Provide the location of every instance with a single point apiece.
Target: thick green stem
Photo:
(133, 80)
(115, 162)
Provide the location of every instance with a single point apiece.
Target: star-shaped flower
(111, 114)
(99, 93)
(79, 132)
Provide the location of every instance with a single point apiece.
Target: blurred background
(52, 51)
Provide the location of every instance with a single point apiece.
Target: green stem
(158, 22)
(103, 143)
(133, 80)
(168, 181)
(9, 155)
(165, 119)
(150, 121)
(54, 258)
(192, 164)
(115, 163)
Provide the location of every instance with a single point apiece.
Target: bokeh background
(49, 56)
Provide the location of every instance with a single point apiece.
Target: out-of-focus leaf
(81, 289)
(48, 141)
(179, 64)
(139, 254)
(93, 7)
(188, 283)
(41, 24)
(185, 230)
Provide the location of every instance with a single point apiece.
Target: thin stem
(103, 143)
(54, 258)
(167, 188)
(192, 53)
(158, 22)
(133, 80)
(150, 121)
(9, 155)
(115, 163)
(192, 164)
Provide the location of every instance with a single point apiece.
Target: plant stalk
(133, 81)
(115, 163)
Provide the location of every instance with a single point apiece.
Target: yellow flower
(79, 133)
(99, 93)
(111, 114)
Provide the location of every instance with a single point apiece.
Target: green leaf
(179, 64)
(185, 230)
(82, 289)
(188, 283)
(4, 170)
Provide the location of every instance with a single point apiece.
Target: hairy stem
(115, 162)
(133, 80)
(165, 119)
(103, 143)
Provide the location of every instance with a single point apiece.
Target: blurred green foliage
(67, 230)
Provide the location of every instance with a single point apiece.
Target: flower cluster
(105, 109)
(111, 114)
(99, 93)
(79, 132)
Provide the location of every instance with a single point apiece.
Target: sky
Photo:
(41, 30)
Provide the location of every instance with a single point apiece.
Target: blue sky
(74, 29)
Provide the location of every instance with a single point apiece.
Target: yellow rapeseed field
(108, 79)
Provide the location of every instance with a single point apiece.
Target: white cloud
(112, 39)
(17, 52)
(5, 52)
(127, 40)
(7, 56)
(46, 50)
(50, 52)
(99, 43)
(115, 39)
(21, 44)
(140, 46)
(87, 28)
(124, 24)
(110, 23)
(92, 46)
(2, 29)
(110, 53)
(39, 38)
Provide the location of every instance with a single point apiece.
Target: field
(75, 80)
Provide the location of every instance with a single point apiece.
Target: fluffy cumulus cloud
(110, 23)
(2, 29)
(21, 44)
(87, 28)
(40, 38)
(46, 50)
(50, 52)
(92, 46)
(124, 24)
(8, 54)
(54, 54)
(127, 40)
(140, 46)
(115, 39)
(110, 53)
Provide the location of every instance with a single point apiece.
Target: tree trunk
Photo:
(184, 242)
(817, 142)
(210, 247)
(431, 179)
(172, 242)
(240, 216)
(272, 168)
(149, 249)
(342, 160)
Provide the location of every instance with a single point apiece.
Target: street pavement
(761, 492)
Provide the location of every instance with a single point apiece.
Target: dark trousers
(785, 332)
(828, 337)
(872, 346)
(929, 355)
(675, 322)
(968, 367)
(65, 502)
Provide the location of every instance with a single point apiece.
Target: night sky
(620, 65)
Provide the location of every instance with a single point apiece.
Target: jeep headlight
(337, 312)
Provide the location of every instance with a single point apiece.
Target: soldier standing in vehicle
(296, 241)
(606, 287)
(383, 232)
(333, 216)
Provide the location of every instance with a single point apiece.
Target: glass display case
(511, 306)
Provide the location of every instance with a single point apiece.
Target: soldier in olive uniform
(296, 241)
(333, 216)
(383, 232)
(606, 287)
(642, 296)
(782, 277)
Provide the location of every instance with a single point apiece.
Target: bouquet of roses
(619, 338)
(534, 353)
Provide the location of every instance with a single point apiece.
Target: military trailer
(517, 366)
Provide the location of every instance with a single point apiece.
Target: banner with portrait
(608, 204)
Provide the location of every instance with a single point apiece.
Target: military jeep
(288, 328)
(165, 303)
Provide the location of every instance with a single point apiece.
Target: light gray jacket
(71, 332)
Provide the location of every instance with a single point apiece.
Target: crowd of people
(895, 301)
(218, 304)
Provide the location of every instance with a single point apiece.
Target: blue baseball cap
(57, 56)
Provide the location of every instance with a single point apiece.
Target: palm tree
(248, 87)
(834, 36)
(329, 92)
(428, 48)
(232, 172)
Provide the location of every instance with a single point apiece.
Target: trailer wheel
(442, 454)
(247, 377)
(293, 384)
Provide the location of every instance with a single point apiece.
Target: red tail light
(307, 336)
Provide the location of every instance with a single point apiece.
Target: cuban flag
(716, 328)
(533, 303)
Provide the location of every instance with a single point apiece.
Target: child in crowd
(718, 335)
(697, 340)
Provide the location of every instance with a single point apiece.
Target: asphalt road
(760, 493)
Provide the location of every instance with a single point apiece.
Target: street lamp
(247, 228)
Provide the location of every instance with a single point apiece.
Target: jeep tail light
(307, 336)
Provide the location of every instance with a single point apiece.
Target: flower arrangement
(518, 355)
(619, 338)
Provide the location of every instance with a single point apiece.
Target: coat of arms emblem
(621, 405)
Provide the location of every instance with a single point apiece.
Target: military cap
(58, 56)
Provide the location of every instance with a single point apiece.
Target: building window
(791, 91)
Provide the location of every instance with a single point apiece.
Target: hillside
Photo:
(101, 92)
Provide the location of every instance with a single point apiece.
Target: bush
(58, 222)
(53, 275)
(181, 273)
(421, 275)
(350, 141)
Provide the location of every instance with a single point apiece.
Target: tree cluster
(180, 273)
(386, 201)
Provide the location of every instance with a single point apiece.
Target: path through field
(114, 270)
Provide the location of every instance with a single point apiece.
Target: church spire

☆ ☆ ☆ ☆ ☆

## What you will do:
Starting at the line that contains "Target: street lamp", return every line through the last one above, exactly as written.

## Output for this exercise:
Target: street lamp
(247, 228)
Provide the location of every instance with a single point apiece.
Target: jeep tail light
(307, 336)
Provide the location of every instance with a single point apiece.
Target: flower arrangement
(518, 355)
(619, 338)
Provide the location of every instance with a single point apiece.
Target: coat of arms emblem
(621, 405)
Provide the location of every instance with a single point apiece.
Target: military cap
(58, 56)
Provide the location of every instance with a single point apiece.
Target: building window
(791, 91)
Provide the location of every instance with a single point apiece.
Target: hillside
Photo:
(101, 92)
Provide the location of every instance with a single point apiece.
Target: bush
(58, 222)
(53, 275)
(181, 273)
(421, 275)
(350, 141)
Provide the location of every instance with a single point apiece.
Target: tree cluster
(180, 273)
(386, 201)
Provide the location of every instance with a single point apiece.
Target: path through field
(114, 270)
Provide the location of every instance with a single point apiece.
Target: church spire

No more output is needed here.